*Exercise directions*. Rewrite the records from the start through the line containing "M 2 5 L 0 106", inclusive, keeping the requests, and add 33 to every coordinate in the answers.

※

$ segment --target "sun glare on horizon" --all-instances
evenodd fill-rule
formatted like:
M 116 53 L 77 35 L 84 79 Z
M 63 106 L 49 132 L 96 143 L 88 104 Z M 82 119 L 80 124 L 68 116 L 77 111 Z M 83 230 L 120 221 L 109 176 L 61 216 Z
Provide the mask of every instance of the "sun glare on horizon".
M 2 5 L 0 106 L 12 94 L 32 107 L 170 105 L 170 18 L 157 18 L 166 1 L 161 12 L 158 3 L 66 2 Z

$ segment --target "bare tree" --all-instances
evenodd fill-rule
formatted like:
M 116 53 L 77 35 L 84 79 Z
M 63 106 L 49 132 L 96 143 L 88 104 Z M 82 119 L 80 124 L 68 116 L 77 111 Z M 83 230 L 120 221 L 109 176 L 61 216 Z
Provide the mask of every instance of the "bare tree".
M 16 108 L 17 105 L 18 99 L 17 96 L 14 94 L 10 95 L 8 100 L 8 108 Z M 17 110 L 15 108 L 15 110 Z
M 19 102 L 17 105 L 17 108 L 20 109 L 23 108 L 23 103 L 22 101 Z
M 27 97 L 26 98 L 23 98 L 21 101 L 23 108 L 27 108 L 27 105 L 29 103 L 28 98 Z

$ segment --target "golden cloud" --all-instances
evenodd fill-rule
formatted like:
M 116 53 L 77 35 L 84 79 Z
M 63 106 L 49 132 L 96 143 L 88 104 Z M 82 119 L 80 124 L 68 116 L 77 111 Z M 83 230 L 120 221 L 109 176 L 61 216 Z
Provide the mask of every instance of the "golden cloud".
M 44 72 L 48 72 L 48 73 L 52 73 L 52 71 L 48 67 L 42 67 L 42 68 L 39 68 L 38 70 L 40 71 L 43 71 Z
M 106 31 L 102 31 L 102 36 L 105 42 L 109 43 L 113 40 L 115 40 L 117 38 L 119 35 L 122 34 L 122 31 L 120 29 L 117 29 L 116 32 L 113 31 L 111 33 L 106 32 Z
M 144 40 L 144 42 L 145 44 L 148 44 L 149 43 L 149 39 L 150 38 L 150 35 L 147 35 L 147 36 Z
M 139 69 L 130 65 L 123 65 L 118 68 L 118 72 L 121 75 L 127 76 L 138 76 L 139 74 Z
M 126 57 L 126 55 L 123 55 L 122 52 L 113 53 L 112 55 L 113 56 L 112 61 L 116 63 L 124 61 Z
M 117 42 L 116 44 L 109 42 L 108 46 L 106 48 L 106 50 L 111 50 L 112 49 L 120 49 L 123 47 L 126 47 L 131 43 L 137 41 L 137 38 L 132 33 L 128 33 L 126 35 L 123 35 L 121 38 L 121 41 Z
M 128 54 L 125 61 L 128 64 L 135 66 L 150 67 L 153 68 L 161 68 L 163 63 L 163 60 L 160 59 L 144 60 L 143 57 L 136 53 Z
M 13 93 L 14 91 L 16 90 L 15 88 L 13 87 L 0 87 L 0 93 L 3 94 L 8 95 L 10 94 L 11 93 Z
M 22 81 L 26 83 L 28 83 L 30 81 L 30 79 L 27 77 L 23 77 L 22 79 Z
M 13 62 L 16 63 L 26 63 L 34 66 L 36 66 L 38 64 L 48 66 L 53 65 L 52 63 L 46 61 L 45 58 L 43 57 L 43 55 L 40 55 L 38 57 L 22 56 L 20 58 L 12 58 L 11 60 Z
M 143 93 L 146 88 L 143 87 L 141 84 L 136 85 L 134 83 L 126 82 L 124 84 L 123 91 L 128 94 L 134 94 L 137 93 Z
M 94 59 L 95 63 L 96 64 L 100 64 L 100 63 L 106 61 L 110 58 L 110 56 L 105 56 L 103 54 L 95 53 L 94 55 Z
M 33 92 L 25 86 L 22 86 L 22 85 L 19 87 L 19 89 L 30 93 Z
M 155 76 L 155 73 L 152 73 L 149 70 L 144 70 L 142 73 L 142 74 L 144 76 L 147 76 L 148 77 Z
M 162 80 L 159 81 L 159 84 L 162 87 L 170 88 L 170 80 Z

※

*Final result*.
$ segment --target "sun glare on horizon" --all-instances
evenodd fill-rule
formatted like:
M 116 53 L 77 35 L 84 79 Z
M 63 106 L 49 132 L 96 143 L 88 104 Z M 82 119 L 80 124 L 68 116 L 77 111 Z M 83 230 L 120 221 L 109 176 L 61 216 Z
Provide the mask of every instance of the "sun glare on horizon".
M 35 38 L 33 139 L 45 127 L 65 140 L 203 138 L 203 51 L 190 51 L 199 34 L 194 45 L 191 36 L 99 35 Z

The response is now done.